= THE REQUEST =
Extract each line in the records that contains the word "provide", and treat case as significant when matching.

START EXERCISE INPUT

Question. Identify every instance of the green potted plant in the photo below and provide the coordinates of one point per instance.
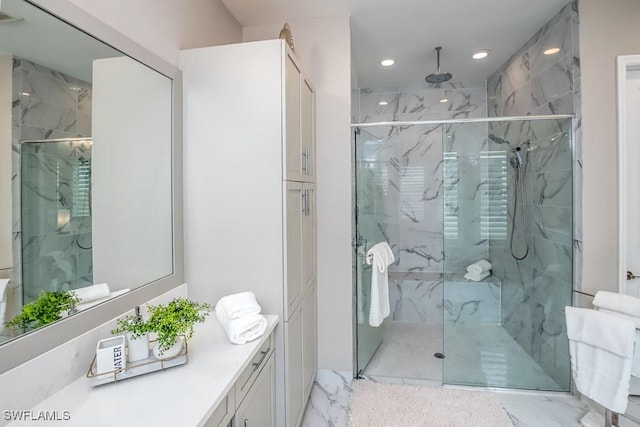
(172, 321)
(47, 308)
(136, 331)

END EXERCISE INPUT
START EXERCISE INPUT

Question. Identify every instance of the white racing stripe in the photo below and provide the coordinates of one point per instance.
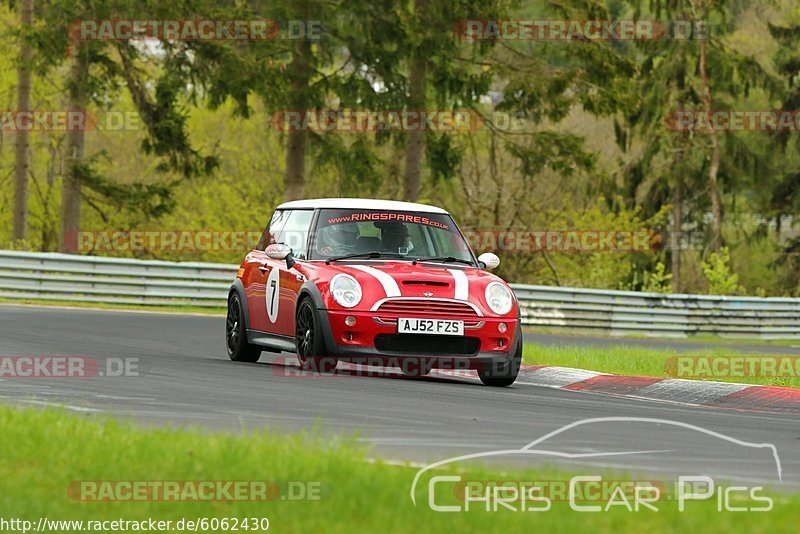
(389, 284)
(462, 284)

END EXERCISE INPUT

= ANSWER BELOW =
Question. Identify every instance of the green potted plant in the photo below and provide the coordinates of one point per instance.
Question. Identify every instance of the white racing stripe in the photo below and provide the coordinates of one point per instance.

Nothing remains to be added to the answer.